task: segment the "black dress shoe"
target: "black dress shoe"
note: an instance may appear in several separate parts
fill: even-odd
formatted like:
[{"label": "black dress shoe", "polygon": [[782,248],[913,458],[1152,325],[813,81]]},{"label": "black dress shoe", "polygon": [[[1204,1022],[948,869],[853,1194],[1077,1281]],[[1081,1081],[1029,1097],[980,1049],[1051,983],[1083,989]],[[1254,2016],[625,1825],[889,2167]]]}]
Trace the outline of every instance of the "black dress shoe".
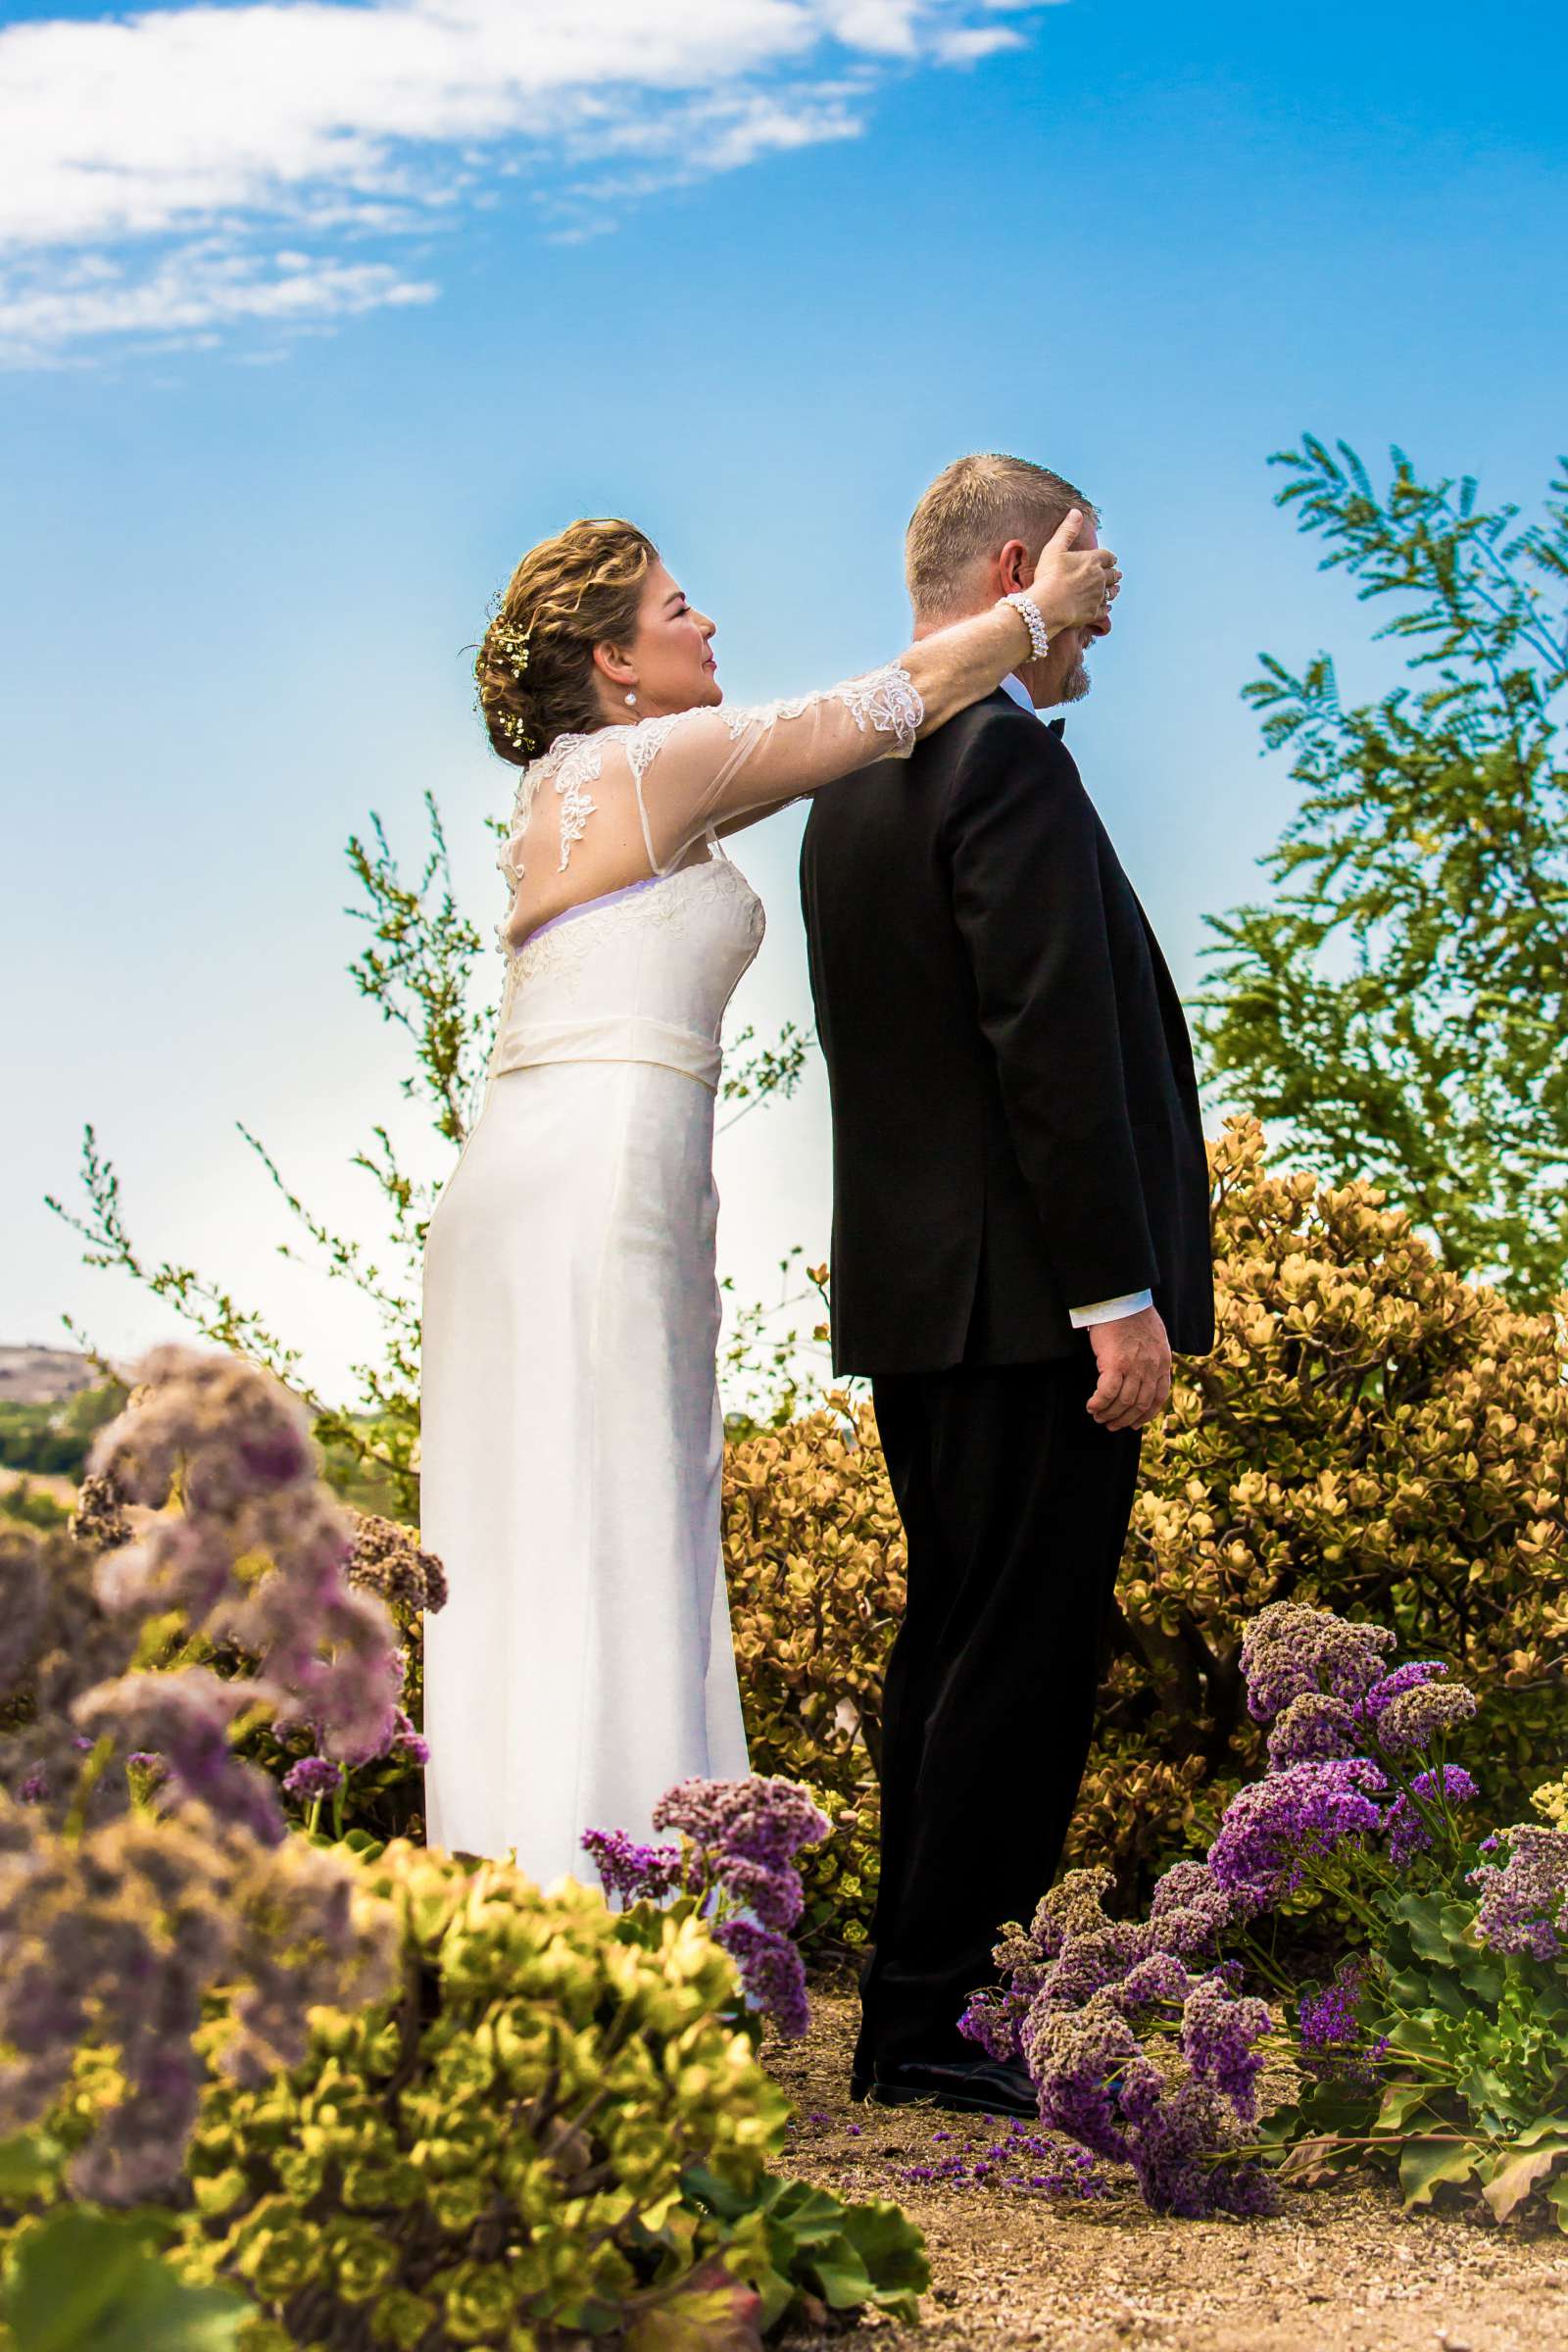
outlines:
[{"label": "black dress shoe", "polygon": [[968,2115],[1040,2113],[1039,2095],[1023,2068],[998,2058],[910,2058],[873,2066],[869,2075],[850,2077],[850,2096],[873,2107],[909,2107],[927,2099]]}]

▸ **ACTION ITEM**:
Which lines above contain the word "instance"? Copy all of them.

▸ **TASK RESULT**:
note: an instance may appear in several separate parts
Trace the outline of every instance of the "black dress shoe".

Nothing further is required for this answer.